■ Selected excerpt ■
Family By December 26, 2015 Tags: , , , , 8 Comments

When our children become adults, it seems harder to find gifts (especially within the established budget) that will delight them. I give it a good effort each year; I like to think I have more victories, than defeats. However, this year my daughter-in-law takes the high honors of presenting my sons (one is 25, the other, her husband, is 30) with a gift that made them act like 12 year old’s, when they opened it.

■ Task 1 ■
Condense the paragraph of the gift-giving excerpt that begins "When our children become adults" into a short list that keeps its main facts.
■ Task 2 ■
Resume the gift-giving excerpt, continuing it from its last sentence.
The material that comes after this is not required.

■ Supplied entries ■
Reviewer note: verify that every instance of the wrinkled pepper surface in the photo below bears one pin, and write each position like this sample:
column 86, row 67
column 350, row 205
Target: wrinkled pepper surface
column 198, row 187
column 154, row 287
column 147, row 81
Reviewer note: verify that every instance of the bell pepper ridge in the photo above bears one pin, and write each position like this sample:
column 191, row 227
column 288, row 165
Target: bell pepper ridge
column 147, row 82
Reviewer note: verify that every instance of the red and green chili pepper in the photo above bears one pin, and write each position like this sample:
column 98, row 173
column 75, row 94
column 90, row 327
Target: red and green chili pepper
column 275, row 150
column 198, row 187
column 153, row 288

■ Task response 1 ■
- Once children are adults, gifts that delight them are harder to find, especially within the set budget.
- The writer makes a good effort every year and believes the successes outnumber the failures.
- This year, the writer's daughter-in-law earned top honors for her gift to the writer's two sons: one is 25, and the other, her husband, is 30.
- On opening the gift, the sons acted like 12-year-olds.

■ Task response 2 ■
Nestled back behind the Christmas tree sat a large package wrapped in green paper and a big red bow. My husband, who is in charge of handing out gifts, was given instructions not to give it out. Once the ‘opening gifts’ dust had settled, the wrapping paper had been cleaned up and everyone was settling in with a cup of cocoa, my daughter-in-law gave the approval to have it brought out. Creating even more curiosity, she informed the group it was for my two sons. She then explained the process she went thought to find it, hide it and wrap it, undetected. They tore off the paper to reveal…the S.H.I.E.L.D. Helicarrier Lego set from the Marvel series. They were thrilled.  Both of them are serious Lego and Avenger fans.  Plans were immediately made to put it together. Although, that process may take a while, the set has almost 3000 pieces! resized-lego3resized-lego2

Boys will grow into men, but Lego boys will ALWAYS be Lego boys!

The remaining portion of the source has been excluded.